— FRAGMENT —
══════

In beginsel geen dubbeling inspraak en participatie

Om nodeloze vertraging in beleidsprocessen te voorkomen geldt als hoofdregel dat er in beginsel geen dubbeling van inspraak en participatie plaatsvindt. Dit houdt in dat als inspraak (wettelijk voorgeschreven of niet) wordt toegepast, er in beginsel geen participatie wordt gehouden. Bij grote en complexe dossiers kan van deze regel worden afgeweken.

Andere vormen van burgerbetrokkenheid

Naast participatie en inspraak zijn er nog andere momenten waarop de gemeente de Zandvoortse ingezetenen bij beleid betrekt. Het gaat om min of meer reguliere vormen, via bijvoorbeeld de Ronde Tafel bijeenkomsten. Deze vormen van burgerbetrokkenheid vallen buiten het bereik van deze verordening.

Internet als nieuw instrument

Bij zowel inspraak als participatie kunnen verschillende middelen worden ingezet om mensen te bereiken. Internet is daarbij een belangrijk nieuw medium. Het vormt, naast de gebruikelijke manier van publiceren, een extra service voor de Zandvoortse bevolking, omdat burgers aan inspraak of participatie kunnen deelnemen op momenten die hen uitkomen. Daarnaast bereikt de gemeente met internet ook doelgroepen die niet zo gauw naar een bijeenkomst gaan, zoals jongeren. Beide aspecten dragen bij aan de toegankelijkheid van inspraak en participatie.

Klachten

Indien een deelnemer aan een participatieproces het niet eens is met de wijze waarop het bestuursorgaan hem/haar heeft bejegend, kan hij/zij ingevolge artikel 9.1 van de Awb hiertegen een klacht indienen. Een dergelijke klacht kan bijvoorbeeld betrekking hebben op de wijze waarop het betrokken bestuursorgaan op zijn/haar inbreng heeft gereageerd. Maar er kan ook worden geklaagd over het feit dat de gemeente geen participatie geeft terwijl een burger vindt dat dit wel gemoeten had, over het gekozen participatieniveau, over vormfouten tijdens het proces of over onvoldoende onderbouwing van gemaakte keuzes. De klacht wordt ingediend bij het bestuursorgaan dat de participatie heeft georganiseerd of (volgens de klager) had moeten organiseren.

══════

— UIT TE VOEREN TAKEN —
1. Beantwoord de volgende vragen over het fragment over inspraak en participatie:
(a) Bij welk soort dossiers kan worden afgeweken van de regel dat inspraak en participatie niet worden gedubbeld?
(b) Welke doelgroep wordt genoemd als voorbeeld van mensen die niet zo gauw naar een bijeenkomst gaan?
(c) Op grond van welk artikel van de Awb kan een deelnemer aan een participatieproces een klacht indienen?
2. Schrijf een vervolg op het fragment over inspraak en participatie, beginnend na de laatste zin.

Records uit een aanwijsdataset:
══════

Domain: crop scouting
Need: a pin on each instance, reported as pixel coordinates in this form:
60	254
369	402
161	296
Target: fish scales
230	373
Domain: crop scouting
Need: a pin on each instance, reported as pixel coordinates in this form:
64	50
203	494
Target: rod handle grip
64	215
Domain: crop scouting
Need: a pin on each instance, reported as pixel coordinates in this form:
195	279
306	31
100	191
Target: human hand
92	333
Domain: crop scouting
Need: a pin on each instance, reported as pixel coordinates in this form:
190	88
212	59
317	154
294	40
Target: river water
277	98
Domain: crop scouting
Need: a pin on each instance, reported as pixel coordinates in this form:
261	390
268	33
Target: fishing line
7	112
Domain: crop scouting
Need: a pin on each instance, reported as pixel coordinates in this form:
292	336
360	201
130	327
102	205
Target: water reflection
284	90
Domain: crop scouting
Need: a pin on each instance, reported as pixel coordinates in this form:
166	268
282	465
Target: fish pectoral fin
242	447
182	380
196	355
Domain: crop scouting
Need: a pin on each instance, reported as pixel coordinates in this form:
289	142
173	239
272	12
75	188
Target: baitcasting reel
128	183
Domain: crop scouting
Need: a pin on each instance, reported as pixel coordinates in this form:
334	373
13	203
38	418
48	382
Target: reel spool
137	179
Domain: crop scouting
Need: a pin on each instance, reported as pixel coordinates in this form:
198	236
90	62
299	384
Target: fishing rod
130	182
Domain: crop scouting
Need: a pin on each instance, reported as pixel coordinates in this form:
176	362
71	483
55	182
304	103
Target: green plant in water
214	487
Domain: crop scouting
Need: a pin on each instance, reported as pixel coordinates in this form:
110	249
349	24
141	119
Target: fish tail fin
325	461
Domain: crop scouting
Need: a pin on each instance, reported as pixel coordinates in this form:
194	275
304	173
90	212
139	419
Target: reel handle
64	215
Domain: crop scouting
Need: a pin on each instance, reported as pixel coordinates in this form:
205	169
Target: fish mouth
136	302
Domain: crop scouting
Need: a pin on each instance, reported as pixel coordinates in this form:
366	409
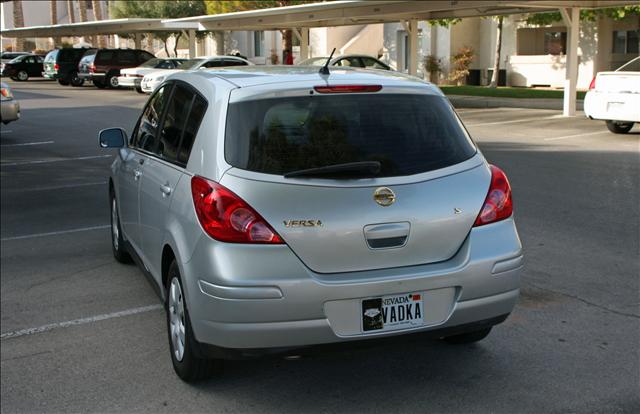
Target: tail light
347	88
6	93
498	204
226	217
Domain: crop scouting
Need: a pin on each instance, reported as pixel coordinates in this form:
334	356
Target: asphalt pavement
83	333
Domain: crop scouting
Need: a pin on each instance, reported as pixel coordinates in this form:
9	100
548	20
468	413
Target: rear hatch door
417	209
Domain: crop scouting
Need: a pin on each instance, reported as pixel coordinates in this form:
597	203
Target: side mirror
112	138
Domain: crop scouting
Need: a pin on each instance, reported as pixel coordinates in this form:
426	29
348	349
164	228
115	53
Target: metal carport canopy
344	13
108	27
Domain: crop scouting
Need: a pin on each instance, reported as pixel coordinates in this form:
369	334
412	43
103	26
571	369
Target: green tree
159	10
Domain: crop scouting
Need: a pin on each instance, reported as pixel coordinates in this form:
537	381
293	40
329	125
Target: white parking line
82	321
575	135
11	164
55	233
27	144
514	121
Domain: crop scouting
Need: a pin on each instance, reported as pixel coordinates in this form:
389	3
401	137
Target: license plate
392	312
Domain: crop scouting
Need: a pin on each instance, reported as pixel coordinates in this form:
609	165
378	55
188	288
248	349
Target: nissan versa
278	208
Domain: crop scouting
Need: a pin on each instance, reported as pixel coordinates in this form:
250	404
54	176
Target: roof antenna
324	70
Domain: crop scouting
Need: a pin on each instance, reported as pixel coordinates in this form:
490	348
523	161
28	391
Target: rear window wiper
360	168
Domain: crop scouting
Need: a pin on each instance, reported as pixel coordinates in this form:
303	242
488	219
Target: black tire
75	80
118	244
619	127
99	84
467	337
191	367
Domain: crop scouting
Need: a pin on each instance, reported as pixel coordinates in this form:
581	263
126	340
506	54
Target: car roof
247	76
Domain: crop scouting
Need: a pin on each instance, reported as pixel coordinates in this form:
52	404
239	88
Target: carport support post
304	43
192	44
411	27
137	40
571	19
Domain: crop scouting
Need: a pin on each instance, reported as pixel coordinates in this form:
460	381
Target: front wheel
619	127
186	363
117	240
468	337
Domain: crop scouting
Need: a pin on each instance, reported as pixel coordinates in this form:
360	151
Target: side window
174	123
145	137
126	57
198	109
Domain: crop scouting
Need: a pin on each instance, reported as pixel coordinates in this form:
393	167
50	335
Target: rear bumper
9	110
273	301
612	106
129	82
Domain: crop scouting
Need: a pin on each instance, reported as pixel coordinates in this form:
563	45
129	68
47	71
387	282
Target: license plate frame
392	312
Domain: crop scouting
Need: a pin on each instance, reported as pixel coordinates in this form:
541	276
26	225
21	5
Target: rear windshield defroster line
406	134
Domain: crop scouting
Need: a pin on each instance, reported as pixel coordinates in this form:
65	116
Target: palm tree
18	21
72	16
97	12
54	19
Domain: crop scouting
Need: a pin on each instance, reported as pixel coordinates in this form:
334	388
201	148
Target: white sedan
614	97
151	81
131	77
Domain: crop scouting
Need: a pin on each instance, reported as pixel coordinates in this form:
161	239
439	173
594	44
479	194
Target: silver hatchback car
278	208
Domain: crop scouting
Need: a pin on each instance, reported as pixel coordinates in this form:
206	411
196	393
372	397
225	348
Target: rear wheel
182	343
75	80
117	240
619	127
468	337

══════

— RESULTATEN PER TAAK —
1.
(a) Bij grote en complexe dossiers.
(b) Jongeren.
(c) Artikel 9.1.

2.
Als de klager zich niet kan vinden in die reactie kan hij zich vervoegen bij de Nationale Ombudsman.

Een en ander staat geregeld in de Verordening Klachtenbehandeling 2006.

Juridisch kader

Artikel 150 van de Gemeentewet

Sinds 1 januari 1994 is in artikel 150 van de Gemeentewet aan de raad de verplichting opgelegd een inspraakverordening vast te stellen.

Wet uniforme openbare voorbereidingsprocedure Awb

Deze verordening is ook een nadere invulling van de uniforme voorbereidingsprocedure Algemene Wet Bestuursrecht (Awb), afdeling 3.4.

ARTIKELGEWIJZE TOELICHTING

Artikel 1 Begripsomschrijvingen

a.

Inspraak: Bij de formulering is aangesloten bij de tekst van artikel 150 van de Gemeentewet. Inspraak is een onderdeel van de voorbereiding en uitvoering van het gemeentelijk beleid en heeft een tweeledig doel. Enerzijds wordt aan belanghebbenden de mogelijkheid geboden om hun mening over beleidsvoornemens kenbaar te maken. Anderzijds biedt inspraak aan bestuursorganen een belangrijk hulpmiddel in het kader van de voor de beleidsvoorbereiding noodzakelijke belangenafweging.

b.

Inspraakprocedure: De wijze waarop inspraak gestalte wordt gegeven. De verantwoordelijkheid voor het maken van een regeling over inspraak ligt ingevolge artikel 150 van de Gemeentewet bij de raad. Artikel 4, tweede lid, van de verordening geeft het bestuursorgaan ruimte om een andere procedure te volgen. Het bestuursorgaan is immers verantwoordelijk voor uitvoering, de nadere regeling en organisatie van de inspraak.

c.

Beleidsvoornemen: Het voornemen van het bestuursorgaan tot het vaststellen of wijzigen van beleid. Het zal duidelijk zijn dat het hierbij niet gaat om de vaststelling van concrete besluiten of maatregelen, maar om de vorming van het beleid waarop deze kunnen worden gebaseerd.

d.

Participatie: zie algemene toelichting.

e tot en met h.

De definities zijn anders geformuleerd dan in het participatiemodel 2004, maar hebben nog wel dezelfde strekking. Door de aangepaste formuleringen zijn ze beter te begrijpen en te onderscheiden.

e.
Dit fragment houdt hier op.